| Texte cité |
============================================================

Au risque de n'y plus considérer qu'une technique habile de transmission
d'un message, au risque du sophisme et de ce qu'en politique, on ne peut
nommer autrement que démagogie!
Naïvement, je me suis longtemps demandé pourquoi la philosophie nourrissait tant de griefs contre la communication. Il s'agit en réalité d'une incompatibilité tenant aux origines de la philosophie au moins autant qu'à la définition même de la communication. D'une part la philosophie s'installe dans l'écrit grec contre les sophistes à qui elle reproche non seulement de faire payer ses talents mais surtout de produire des énoncés fallacieux.
D'autre part, et, ici encore, dès son origine grecque, la philosophie se pose la question de ce qui est pensable, dicible, transmissible ! Et refuse, résolument, que soit supposé résolu, ce qui précisément fait problème ! De la sorte elle range assez vite la question de la communication ou bien du côté du charlatanisme ou bien du côté d'une simple technique rhétorique où elle ne saurait envisager qu'une simple technique sans grand intérêt philosophique.
Pour autant la validité de la communication ne peut être évacuée d'un simple revers de manche :
la communication partage avec la philosophie une
définition, sinon floue en tout cas ouverte , de son objet. Si ceci les
empêche de se considérer comme science, ceci ne les invalide pas pour
autant.
La résistance dans le temps de la philosophie, sa propension à se nourrir de
sa crise parce qu'elle s'interroge sans cesse sur son être même, montre
qu'il peut se déployer un corps de savoir, un domaine discursif hors du
panthéon scientifique sans que pour autant ceci ne l'invalide.
Pourquoi alors reprocher à la communication ce qui fait vivre la
philosophie?

============================================================

| Lignes fournies |

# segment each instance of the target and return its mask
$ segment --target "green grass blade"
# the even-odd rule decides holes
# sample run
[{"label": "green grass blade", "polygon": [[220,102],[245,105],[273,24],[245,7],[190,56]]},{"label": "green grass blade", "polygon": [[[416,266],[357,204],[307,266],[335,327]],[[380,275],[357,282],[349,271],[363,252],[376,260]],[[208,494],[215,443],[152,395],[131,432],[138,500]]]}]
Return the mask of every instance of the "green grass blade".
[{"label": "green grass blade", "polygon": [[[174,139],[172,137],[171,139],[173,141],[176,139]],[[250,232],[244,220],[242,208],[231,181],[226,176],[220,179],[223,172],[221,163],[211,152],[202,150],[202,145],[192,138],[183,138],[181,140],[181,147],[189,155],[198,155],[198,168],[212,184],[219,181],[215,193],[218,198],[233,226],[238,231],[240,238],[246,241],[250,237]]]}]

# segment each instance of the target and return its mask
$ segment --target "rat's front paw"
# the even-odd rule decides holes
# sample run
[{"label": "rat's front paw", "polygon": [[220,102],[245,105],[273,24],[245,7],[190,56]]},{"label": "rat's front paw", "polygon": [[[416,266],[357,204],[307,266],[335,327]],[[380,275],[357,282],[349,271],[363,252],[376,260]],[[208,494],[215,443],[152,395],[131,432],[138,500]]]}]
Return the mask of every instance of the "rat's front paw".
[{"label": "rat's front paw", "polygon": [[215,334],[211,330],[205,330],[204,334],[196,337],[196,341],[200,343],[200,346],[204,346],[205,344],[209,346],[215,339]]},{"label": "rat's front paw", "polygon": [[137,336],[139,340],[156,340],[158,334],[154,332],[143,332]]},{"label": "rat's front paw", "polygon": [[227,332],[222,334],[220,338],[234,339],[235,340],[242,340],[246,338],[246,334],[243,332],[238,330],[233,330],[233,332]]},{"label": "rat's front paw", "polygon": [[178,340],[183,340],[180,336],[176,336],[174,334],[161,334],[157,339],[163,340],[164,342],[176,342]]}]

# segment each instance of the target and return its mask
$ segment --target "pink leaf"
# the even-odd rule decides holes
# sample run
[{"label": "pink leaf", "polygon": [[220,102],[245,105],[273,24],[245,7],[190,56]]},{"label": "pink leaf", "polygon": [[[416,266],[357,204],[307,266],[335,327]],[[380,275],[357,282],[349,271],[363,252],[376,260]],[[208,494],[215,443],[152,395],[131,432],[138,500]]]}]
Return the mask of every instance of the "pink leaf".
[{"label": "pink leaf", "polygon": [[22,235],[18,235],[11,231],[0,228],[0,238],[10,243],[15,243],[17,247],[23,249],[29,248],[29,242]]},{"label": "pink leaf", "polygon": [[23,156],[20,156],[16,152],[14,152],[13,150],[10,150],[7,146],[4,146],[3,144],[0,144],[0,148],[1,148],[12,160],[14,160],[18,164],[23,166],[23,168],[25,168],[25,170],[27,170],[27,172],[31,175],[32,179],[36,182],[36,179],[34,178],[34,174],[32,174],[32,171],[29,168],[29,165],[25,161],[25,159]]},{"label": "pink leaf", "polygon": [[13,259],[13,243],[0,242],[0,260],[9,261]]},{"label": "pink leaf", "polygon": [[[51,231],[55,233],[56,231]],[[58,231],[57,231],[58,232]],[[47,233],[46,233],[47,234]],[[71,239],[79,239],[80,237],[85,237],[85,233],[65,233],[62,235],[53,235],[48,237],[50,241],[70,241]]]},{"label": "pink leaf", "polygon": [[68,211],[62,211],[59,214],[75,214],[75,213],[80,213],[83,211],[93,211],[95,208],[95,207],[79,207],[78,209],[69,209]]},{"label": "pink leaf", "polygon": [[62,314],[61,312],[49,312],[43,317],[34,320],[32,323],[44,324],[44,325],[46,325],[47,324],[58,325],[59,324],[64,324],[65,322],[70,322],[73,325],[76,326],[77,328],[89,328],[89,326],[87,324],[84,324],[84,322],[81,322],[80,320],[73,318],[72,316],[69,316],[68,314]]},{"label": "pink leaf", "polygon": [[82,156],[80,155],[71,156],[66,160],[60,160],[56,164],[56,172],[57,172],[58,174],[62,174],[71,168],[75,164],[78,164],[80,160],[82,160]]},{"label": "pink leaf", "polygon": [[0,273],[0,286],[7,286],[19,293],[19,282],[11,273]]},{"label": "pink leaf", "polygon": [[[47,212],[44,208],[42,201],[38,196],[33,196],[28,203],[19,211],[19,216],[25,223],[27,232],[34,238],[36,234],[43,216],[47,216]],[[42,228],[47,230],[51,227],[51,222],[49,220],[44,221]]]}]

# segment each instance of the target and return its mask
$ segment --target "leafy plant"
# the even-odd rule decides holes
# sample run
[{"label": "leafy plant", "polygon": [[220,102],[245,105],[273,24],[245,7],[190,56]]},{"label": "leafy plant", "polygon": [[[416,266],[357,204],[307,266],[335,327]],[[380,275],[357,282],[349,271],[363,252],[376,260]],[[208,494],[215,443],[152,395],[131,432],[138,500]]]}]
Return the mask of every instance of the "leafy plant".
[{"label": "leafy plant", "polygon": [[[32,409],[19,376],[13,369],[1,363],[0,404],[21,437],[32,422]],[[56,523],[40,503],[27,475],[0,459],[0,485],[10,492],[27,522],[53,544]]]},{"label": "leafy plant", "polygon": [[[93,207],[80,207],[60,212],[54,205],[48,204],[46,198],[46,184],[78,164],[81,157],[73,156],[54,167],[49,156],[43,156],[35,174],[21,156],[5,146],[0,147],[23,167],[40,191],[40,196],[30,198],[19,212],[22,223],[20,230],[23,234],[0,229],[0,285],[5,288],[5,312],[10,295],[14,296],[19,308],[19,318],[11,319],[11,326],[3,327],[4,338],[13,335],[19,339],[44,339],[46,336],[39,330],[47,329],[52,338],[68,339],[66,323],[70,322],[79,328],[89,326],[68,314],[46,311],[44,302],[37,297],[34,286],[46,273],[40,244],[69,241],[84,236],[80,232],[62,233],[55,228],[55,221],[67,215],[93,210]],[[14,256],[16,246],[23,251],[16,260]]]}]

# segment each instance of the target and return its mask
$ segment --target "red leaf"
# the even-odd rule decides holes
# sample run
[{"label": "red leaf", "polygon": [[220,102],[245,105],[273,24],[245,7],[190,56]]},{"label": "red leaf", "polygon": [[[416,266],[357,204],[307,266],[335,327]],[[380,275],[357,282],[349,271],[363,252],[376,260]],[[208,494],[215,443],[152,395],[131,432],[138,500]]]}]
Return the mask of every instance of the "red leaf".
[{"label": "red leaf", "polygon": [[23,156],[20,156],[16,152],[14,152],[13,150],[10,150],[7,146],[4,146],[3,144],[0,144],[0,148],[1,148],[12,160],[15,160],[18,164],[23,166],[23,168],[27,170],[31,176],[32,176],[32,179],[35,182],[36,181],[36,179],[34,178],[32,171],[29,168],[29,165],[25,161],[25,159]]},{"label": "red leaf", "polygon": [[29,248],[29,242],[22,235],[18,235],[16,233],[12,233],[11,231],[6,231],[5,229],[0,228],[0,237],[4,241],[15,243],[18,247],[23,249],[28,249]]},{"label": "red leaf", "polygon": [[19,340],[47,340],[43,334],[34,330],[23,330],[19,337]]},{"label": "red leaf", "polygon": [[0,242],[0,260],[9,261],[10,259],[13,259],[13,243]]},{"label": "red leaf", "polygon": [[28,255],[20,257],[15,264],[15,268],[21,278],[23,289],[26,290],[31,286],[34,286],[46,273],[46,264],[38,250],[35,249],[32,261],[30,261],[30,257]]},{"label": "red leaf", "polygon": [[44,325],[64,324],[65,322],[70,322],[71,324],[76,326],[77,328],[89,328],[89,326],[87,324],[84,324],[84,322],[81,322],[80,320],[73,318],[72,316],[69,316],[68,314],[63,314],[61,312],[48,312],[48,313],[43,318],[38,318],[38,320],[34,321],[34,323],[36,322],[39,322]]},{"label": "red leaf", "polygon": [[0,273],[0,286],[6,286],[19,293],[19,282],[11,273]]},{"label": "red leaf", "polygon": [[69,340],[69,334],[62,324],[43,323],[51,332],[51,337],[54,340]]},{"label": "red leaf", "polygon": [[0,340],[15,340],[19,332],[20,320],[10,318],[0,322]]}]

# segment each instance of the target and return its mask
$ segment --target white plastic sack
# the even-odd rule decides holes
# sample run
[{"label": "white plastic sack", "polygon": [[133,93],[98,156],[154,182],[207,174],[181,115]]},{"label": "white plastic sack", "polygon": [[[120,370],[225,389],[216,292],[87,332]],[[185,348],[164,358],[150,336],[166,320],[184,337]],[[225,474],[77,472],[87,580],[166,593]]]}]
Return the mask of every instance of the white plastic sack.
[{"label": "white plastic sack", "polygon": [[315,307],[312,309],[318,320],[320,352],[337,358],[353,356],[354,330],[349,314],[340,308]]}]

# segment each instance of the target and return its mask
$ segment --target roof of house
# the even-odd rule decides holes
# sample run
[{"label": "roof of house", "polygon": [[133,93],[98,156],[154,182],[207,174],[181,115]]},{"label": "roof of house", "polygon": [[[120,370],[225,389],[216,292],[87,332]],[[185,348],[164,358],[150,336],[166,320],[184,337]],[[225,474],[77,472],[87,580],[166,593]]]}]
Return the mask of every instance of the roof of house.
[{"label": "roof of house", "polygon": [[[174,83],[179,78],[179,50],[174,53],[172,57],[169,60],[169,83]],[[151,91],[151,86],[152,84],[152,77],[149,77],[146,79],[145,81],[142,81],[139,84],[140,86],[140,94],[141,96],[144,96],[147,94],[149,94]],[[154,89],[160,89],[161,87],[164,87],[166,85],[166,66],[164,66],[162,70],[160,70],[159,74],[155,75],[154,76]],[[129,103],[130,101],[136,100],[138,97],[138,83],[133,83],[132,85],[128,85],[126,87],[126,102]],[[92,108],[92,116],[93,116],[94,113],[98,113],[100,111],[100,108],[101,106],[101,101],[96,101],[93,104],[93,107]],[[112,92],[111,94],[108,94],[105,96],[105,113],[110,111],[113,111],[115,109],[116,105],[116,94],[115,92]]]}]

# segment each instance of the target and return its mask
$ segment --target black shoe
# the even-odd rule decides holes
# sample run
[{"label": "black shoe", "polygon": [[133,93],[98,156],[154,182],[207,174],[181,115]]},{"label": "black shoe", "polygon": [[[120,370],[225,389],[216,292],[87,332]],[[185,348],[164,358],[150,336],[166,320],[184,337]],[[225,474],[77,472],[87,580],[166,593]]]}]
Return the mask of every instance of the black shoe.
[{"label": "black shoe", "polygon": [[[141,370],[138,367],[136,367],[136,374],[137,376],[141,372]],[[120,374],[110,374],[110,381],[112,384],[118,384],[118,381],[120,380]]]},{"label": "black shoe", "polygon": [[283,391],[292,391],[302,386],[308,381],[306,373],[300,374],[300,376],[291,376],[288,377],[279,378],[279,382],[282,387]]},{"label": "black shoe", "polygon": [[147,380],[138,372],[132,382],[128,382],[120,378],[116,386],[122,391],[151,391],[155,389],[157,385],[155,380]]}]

============================================================

Dans le texte sur la philosophie et la communication, remplacez « griefs » par « reproches » et recopiez le passage qui va de « Au risque de » jusqu'à « des énoncés fallacieux. ».

| Réponse |
Au risque de n'y plus considérer qu'une technique habile de transmission
d'un message, au risque du sophisme et de ce qu'en politique, on ne peut
nommer autrement que démagogie!
Naïvement, je me suis longtemps demandé pourquoi la philosophie nourrissait tant de reproches contre la communication. Il s'agit en réalité d'une incompatibilité tenant aux origines de la philosophie au moins autant qu'à la définition même de la communication. D'une part la philosophie s'installe dans l'écrit grec contre les sophistes à qui elle reproche non seulement de faire payer ses talents mais surtout de produire des énoncés fallacieux.